> **PROBLEM**
How many lines in the data below contain the string "bench"? Reply with only the number.

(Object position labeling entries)

____

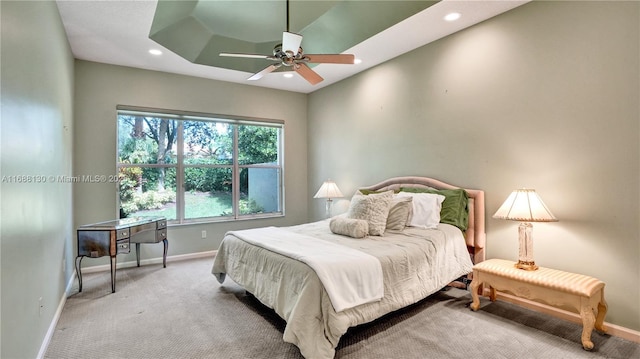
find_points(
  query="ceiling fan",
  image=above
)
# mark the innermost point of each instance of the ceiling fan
(290, 54)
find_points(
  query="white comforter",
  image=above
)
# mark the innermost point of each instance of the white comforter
(415, 263)
(350, 277)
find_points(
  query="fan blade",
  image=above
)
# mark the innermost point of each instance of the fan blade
(331, 59)
(268, 69)
(291, 42)
(307, 73)
(252, 56)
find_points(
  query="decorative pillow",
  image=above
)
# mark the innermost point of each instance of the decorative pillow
(399, 213)
(373, 208)
(455, 208)
(370, 191)
(356, 228)
(426, 209)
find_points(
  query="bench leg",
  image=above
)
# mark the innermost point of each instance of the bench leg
(475, 283)
(602, 311)
(588, 321)
(492, 293)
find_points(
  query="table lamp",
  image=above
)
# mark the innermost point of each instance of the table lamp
(525, 206)
(328, 190)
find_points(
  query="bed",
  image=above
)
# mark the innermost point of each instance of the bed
(415, 262)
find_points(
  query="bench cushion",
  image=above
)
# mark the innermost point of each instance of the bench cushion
(572, 283)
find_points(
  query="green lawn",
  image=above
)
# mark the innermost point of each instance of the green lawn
(197, 205)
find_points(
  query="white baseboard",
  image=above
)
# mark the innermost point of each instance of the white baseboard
(180, 257)
(56, 317)
(612, 329)
(107, 267)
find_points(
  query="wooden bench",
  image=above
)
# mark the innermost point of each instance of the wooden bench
(556, 288)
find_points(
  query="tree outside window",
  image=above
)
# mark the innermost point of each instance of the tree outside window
(194, 169)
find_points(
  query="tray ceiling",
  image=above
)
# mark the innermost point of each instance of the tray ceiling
(122, 33)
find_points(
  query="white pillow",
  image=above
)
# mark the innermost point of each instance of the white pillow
(399, 213)
(356, 228)
(426, 209)
(373, 208)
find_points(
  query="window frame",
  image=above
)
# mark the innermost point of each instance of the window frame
(235, 166)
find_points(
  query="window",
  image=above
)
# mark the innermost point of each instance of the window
(194, 168)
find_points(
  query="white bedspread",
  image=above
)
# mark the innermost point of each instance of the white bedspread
(350, 277)
(415, 263)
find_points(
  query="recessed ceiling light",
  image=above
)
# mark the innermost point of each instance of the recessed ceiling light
(452, 16)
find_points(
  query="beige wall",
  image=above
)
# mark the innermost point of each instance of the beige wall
(545, 96)
(99, 88)
(36, 227)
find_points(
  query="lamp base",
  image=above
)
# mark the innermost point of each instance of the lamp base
(526, 265)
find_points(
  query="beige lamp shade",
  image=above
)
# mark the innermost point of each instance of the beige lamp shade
(329, 189)
(524, 205)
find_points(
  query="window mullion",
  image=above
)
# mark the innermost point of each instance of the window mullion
(236, 175)
(180, 205)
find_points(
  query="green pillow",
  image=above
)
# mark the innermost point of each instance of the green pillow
(455, 208)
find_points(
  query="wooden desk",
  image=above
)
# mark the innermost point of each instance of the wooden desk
(115, 237)
(556, 288)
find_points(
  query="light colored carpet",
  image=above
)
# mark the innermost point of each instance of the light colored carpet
(182, 312)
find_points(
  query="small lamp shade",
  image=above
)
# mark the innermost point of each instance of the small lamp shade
(328, 190)
(525, 206)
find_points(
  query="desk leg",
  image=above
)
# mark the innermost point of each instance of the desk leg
(79, 272)
(164, 255)
(138, 254)
(113, 274)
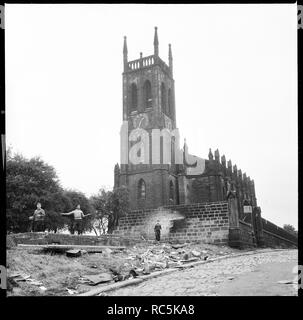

____

> **FULL RESPONSE**
6